§ EXTRACTED DATA:
........
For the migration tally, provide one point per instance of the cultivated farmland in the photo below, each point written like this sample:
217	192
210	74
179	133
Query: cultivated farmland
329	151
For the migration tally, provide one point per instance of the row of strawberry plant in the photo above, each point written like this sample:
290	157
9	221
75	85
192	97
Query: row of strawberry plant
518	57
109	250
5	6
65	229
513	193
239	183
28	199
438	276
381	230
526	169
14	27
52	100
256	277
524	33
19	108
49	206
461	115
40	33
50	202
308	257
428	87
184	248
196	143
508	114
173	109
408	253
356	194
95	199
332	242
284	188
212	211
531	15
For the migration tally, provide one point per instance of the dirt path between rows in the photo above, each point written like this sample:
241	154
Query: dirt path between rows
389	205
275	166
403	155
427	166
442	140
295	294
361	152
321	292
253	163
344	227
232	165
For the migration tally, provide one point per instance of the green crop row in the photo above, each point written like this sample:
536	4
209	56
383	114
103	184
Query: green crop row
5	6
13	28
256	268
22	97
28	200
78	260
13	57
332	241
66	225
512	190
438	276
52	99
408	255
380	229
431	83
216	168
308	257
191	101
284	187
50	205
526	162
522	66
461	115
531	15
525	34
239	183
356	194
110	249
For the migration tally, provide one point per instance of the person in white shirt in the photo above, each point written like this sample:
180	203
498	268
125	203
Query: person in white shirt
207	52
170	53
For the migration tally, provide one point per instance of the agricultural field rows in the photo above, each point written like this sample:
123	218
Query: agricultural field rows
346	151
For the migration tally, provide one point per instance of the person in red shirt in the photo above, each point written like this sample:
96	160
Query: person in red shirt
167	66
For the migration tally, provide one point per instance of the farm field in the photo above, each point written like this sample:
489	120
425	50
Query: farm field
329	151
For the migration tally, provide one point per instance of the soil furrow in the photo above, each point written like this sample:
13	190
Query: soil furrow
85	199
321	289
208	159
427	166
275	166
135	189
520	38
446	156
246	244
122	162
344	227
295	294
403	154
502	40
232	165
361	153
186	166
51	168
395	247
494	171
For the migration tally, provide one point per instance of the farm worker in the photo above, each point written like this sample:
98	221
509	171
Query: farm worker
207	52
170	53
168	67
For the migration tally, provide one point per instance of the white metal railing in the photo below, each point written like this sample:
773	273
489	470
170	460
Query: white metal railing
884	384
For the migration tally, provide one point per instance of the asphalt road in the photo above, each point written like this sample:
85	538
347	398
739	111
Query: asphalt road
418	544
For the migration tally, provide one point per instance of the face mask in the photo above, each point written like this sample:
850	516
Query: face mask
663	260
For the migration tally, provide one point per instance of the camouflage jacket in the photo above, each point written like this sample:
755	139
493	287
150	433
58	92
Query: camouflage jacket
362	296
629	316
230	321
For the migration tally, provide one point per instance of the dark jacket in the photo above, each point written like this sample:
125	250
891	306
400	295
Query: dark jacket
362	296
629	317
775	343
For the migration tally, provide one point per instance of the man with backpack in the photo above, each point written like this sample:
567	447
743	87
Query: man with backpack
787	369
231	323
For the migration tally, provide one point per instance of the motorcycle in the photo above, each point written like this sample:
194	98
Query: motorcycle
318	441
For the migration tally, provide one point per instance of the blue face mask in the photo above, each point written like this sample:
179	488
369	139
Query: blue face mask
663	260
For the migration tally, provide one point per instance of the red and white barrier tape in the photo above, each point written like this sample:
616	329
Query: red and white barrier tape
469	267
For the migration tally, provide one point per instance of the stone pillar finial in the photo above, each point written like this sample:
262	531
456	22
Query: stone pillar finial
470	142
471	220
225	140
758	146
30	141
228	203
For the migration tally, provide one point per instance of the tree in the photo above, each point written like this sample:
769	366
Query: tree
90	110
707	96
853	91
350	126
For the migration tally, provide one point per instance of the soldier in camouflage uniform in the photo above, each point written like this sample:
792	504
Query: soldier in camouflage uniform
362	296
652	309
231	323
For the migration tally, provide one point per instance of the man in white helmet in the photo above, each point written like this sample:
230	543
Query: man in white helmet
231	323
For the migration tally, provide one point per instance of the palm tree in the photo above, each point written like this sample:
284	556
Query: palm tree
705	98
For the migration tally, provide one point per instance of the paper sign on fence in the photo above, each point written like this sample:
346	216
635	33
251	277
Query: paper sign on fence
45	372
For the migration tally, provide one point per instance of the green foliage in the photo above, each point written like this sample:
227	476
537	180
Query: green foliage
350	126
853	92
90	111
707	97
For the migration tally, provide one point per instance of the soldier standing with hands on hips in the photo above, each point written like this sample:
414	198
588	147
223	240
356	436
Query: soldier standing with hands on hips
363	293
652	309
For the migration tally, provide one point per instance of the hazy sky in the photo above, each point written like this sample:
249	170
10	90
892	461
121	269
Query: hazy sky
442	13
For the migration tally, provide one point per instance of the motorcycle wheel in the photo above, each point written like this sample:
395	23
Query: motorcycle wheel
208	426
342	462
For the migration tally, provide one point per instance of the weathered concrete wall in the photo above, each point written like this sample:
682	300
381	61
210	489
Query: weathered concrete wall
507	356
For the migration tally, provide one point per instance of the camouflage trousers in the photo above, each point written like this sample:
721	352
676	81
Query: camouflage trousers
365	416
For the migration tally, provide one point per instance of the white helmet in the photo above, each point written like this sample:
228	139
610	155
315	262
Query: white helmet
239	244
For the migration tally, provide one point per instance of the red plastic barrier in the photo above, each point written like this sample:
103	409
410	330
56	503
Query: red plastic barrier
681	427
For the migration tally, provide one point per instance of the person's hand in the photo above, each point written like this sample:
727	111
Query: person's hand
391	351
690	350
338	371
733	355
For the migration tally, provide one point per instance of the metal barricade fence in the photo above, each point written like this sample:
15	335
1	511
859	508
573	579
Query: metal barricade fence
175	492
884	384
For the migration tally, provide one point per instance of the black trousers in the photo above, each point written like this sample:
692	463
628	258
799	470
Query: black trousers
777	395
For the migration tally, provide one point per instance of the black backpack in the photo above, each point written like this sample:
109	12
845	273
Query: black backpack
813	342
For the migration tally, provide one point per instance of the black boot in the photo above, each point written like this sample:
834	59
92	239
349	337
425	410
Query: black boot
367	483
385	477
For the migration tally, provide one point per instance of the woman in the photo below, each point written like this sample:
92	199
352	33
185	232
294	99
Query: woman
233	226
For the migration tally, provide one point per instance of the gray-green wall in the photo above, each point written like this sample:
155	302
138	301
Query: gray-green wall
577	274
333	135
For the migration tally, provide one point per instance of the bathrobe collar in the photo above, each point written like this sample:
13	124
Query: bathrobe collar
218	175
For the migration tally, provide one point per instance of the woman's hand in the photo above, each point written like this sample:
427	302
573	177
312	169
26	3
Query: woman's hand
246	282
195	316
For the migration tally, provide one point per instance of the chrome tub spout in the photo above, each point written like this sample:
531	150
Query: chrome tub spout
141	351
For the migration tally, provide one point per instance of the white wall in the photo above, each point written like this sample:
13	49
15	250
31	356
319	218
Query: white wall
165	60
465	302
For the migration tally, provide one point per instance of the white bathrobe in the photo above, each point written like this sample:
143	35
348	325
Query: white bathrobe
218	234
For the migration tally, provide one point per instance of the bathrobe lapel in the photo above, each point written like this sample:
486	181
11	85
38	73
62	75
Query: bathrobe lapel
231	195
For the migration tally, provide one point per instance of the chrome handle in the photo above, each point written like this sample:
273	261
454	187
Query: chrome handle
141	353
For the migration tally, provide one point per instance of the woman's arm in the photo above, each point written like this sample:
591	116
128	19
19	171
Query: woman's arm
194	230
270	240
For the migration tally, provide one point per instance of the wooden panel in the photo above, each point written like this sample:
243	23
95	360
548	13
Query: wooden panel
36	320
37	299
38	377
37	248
........
§ TASK TO CARRY OUT:
Look through the listing, and copy each line in which the string "below" turns up.

§ TASK SOLUTION:
For the migration tally, provide one point per instance of the cultivated farmland in the photo below, each point written like this sample:
For the migration tally, provide one point per instance of the white metal railing in the photo below, each point written like this sample:
For the migration tally, provide one point per instance of the woman in the photo below, each point written like this sample:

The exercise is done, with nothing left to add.